Reproduce only the items starting with the line that contains "Expected: one point per instance of the lower" and going on through the line that contains "point(1179, 757)", with "widest" substituted for every "thickest" and all else unchanged.

RECORDS FOR THIS EXERCISE>
* * *

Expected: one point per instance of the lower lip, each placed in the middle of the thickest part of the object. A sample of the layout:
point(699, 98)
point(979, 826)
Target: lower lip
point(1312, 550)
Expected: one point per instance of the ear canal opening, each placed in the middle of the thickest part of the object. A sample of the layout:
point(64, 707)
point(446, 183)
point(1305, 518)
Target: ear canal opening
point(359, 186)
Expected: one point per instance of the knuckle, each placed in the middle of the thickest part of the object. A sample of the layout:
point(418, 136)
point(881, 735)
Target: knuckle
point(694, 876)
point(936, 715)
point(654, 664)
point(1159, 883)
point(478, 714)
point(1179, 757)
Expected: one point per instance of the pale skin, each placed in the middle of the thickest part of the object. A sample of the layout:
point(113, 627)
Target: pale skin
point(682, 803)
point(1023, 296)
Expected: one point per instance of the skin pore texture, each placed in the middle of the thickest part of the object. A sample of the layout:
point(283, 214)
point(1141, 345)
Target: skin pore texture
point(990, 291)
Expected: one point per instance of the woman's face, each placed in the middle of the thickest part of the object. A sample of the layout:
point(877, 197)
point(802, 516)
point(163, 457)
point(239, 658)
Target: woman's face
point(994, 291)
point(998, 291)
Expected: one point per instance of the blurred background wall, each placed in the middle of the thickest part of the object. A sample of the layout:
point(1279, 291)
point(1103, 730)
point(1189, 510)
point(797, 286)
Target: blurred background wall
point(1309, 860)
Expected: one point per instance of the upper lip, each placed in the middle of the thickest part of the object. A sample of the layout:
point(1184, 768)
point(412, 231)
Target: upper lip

* * *

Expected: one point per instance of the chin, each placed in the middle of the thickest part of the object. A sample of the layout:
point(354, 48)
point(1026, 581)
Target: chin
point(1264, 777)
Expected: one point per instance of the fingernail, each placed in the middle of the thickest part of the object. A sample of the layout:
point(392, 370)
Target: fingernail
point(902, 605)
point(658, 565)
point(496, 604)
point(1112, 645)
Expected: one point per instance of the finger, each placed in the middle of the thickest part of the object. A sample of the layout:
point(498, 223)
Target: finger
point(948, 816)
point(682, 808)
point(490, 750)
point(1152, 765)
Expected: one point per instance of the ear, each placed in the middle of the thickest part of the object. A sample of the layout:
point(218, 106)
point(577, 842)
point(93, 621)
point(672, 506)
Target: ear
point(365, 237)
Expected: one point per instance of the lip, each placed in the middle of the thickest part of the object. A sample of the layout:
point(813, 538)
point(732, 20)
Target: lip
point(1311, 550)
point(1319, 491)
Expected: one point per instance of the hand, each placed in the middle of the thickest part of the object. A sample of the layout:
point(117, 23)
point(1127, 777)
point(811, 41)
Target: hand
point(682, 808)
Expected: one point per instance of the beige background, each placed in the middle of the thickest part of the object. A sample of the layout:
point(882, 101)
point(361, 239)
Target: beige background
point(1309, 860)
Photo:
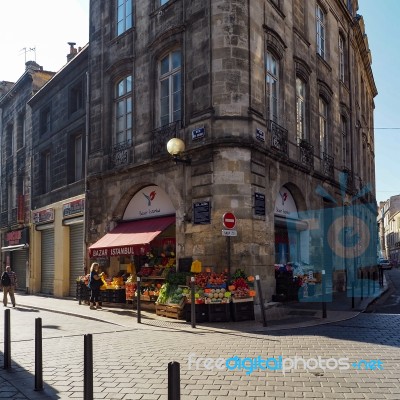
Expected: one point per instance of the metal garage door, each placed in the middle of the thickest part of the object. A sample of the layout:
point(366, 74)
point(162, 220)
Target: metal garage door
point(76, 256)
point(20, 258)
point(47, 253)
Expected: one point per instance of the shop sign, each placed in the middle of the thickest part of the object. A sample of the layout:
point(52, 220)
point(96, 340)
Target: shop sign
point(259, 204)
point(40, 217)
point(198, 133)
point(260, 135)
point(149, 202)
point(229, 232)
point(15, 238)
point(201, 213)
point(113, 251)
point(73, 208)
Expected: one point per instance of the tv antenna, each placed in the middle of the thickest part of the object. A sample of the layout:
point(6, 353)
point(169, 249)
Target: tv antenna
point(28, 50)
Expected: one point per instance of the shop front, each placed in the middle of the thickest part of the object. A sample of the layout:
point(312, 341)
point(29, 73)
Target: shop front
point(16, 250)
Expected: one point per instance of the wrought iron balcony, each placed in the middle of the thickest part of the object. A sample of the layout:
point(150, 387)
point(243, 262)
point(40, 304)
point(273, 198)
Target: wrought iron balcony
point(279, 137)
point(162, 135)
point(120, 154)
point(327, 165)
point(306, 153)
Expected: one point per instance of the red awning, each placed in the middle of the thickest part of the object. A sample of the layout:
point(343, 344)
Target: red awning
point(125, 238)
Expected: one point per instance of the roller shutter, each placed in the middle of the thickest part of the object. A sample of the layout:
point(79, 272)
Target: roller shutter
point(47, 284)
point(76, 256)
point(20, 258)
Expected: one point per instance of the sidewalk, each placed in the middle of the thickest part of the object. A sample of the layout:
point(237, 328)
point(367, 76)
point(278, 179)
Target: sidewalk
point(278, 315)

* * *

ANSWER IN FULL>
Expected: one point per instance of the lower lip, each placed in the middle of the widest part of the object. A sample of the layout:
point(699, 98)
point(979, 826)
Target: lower lip
point(1312, 550)
Expected: one point per instance of the ear canal opening, each placed in the middle of the widest part of the object. A sample of the layout:
point(64, 707)
point(446, 183)
point(1305, 518)
Target: ear canal opening
point(359, 186)
Expected: one point per instance of the knuckle, each placed in the middle of the widest part of the object. A sample of the layout:
point(418, 136)
point(881, 735)
Target: knuckle
point(694, 876)
point(936, 715)
point(654, 664)
point(1159, 883)
point(478, 714)
point(1179, 757)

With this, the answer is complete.